**THE EXERCISE:**
Please reproduce every row below word for word, leaving out the pictures.
..............................
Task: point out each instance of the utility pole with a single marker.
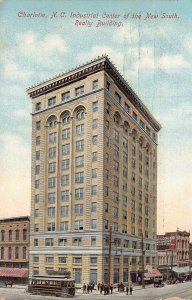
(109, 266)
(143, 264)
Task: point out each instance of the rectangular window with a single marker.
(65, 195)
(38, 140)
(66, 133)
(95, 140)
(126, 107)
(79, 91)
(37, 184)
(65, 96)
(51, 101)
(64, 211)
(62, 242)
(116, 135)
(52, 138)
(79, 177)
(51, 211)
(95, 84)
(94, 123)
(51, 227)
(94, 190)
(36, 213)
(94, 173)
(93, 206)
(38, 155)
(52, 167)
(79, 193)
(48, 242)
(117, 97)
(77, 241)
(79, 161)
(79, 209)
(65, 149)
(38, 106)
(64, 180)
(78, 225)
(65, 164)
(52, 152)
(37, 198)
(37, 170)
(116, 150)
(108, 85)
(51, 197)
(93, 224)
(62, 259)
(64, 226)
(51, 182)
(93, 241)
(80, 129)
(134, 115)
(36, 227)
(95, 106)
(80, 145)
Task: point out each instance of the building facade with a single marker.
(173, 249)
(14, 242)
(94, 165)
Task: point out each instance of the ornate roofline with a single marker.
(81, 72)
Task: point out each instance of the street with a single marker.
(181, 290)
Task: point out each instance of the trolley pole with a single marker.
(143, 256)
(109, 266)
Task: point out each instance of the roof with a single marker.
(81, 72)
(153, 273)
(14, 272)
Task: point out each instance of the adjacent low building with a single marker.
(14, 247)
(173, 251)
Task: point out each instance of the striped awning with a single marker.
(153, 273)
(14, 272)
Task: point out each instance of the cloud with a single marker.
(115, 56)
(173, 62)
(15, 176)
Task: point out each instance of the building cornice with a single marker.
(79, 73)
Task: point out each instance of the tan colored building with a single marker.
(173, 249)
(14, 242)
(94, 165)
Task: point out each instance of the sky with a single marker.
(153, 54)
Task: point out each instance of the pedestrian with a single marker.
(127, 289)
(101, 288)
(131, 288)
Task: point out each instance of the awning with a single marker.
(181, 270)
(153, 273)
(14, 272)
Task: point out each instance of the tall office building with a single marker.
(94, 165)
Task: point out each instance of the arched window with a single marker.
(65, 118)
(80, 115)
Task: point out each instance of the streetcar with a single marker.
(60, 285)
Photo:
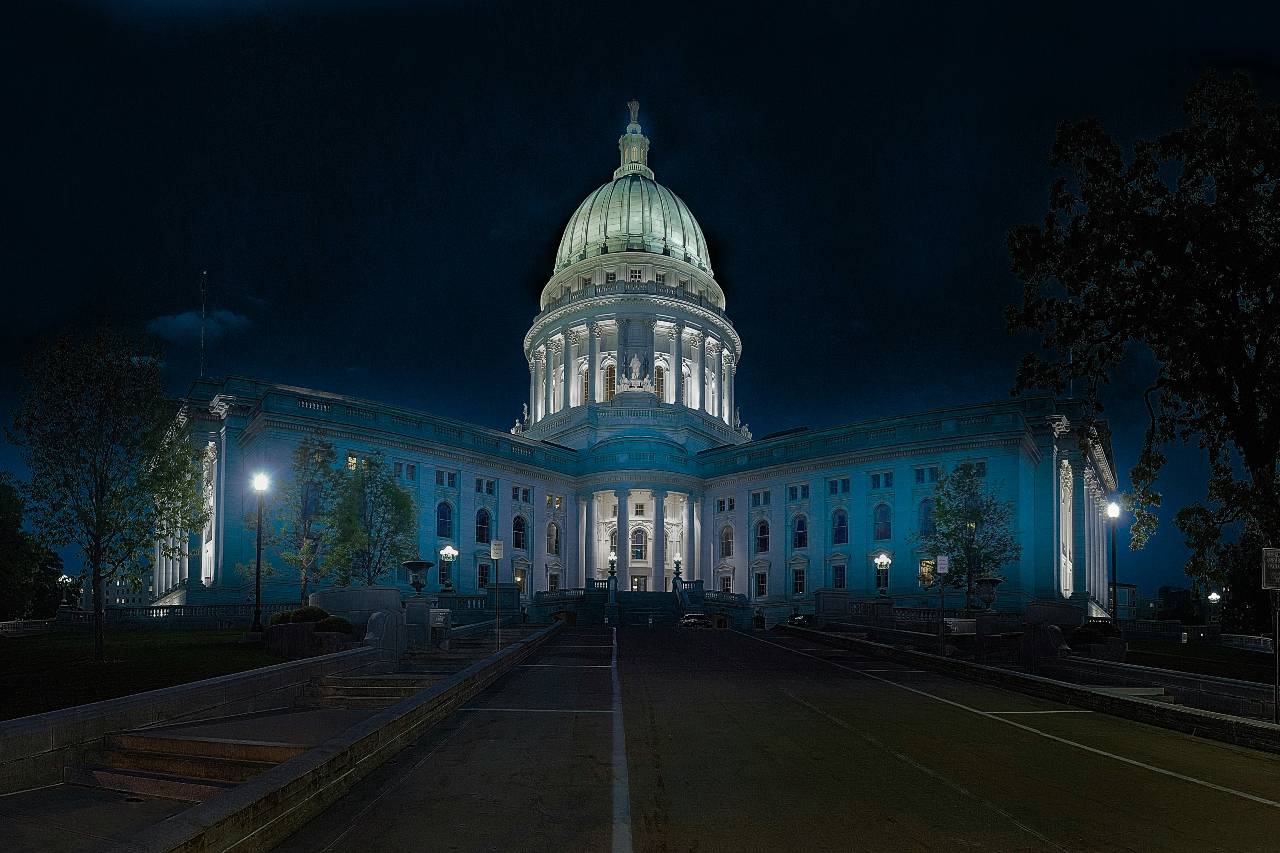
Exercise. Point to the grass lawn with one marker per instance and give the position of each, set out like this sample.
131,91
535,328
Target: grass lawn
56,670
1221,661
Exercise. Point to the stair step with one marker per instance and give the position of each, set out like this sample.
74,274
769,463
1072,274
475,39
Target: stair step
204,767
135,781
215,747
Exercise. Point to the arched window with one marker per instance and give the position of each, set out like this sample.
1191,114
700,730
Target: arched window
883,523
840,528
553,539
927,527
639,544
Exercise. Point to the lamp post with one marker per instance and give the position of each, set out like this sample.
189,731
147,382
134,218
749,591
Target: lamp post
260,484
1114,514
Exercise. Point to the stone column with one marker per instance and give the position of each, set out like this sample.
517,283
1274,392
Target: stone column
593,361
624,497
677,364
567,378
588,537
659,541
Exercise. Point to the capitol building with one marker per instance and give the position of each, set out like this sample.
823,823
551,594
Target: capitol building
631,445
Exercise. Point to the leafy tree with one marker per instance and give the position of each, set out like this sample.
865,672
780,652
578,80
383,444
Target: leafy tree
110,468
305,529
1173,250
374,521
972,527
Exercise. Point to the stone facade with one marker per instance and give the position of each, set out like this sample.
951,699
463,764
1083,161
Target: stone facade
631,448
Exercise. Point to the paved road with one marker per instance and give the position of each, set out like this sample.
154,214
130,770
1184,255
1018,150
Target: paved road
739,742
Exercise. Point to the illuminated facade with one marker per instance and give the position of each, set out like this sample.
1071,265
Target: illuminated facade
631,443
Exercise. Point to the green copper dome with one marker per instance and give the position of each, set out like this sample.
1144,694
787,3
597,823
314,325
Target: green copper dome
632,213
..............................
**RIGHT ANSWER:**
Task: point out each instance of the utility pole with a single marker.
(109, 266)
(143, 264)
Task: point out each instance of the rectangular window with a single marker.
(65, 195)
(38, 140)
(66, 133)
(95, 140)
(126, 107)
(79, 91)
(37, 184)
(65, 96)
(51, 101)
(64, 211)
(62, 242)
(116, 135)
(52, 138)
(79, 177)
(51, 211)
(95, 84)
(94, 123)
(51, 227)
(94, 190)
(36, 213)
(94, 173)
(93, 206)
(38, 155)
(52, 167)
(79, 193)
(48, 242)
(117, 97)
(77, 241)
(79, 161)
(79, 209)
(65, 149)
(38, 106)
(64, 180)
(78, 225)
(65, 164)
(52, 152)
(37, 198)
(37, 170)
(116, 150)
(108, 85)
(51, 197)
(93, 224)
(62, 259)
(64, 226)
(51, 182)
(93, 241)
(80, 129)
(134, 115)
(36, 227)
(95, 106)
(80, 145)
Task: point out each instance of the building facade with a single marker.
(173, 249)
(14, 242)
(94, 165)
Task: point out each instance of the ornate roofline with a single marker.
(81, 72)
Task: point out each instance of the street with a single marker.
(181, 290)
Task: point out each instance of the trolley pole with a single marker.
(143, 256)
(109, 266)
Task: point out each instance of the roof with a single marker.
(81, 72)
(153, 273)
(14, 272)
Task: point out each instance of the adjacent low building with a single marker.
(14, 247)
(173, 251)
Task: point out each instance of the striped awning with a single marker.
(153, 273)
(14, 272)
Task: point out each instance of the cloud with a single marker.
(115, 56)
(173, 62)
(15, 176)
Task: point out each instance of the building cornice with a single marker.
(79, 73)
Task: point out each instance of the tan colored building with a single marker.
(173, 249)
(14, 242)
(94, 165)
Task: point out each instance of the sky with a single marker.
(153, 54)
Task: point out each instance of the pedestrian with a single marker.
(127, 289)
(101, 288)
(131, 288)
Task: point out each instance of the awning with a single marker.
(181, 270)
(153, 273)
(14, 272)
Task: point out each instance of the tall office building with a single marker.
(94, 165)
Task: point out each instance of the arched window with a single marker.
(65, 118)
(80, 115)
Task: point out each instance of the streetcar with a single marker.
(60, 285)
Photo:
Exercise. Point to the grass lawn with one marker per instance and give the position of each, set out like this sample.
131,91
535,328
Target: grass lawn
56,670
1221,661
Exercise. Point to the stair step with one marker per instance and give the position of each, set out like this sample.
74,274
769,463
1072,274
475,39
Target: stair step
204,767
135,781
215,747
Exercise. Point to the arched window with one marker per instance and give the position of each, set out like this sample.
1191,114
700,730
Target: arched window
883,523
840,528
553,539
927,527
639,544
Exercise. Point to the lamp post with one marker per instance and give the position of each, set out like this sample.
189,731
147,382
134,218
749,591
Target: lamp post
260,484
1114,514
Exercise. Point to the stone column with one marker per instance and give the position of each, set out like this sample.
517,283
1274,392
Target: stone column
593,361
624,497
677,364
567,378
588,537
659,541
Exercise. Point to the capitol building with one marker per instance and give the position of each, set out like this sample.
823,823
551,594
Target: capitol building
631,445
Exercise. Point to the leafy tree with one marker per instance and give the position of each, set out like this sample.
865,672
780,652
578,80
383,444
Target: leafy tree
110,468
305,529
1173,250
374,521
972,527
Exercise. Point to the stone facade with one marker per instance and give the position of each, set out like this sample.
951,699
463,764
1083,161
Target: stone facade
631,448
Exercise. Point to the paved road with one marker per instance and give the position of each, set out like this sample.
154,214
130,770
1184,255
1018,150
Target: paved road
739,742
Exercise. Point to the illuminated facade with one marker per instance and give the position of each, set out like this sample.
1071,265
Target: illuminated facade
631,443
Exercise. Point to the green copper dome with one marker per instance and give the position of each, set out like this sample.
1144,694
787,3
597,823
314,325
Target: green copper dome
632,213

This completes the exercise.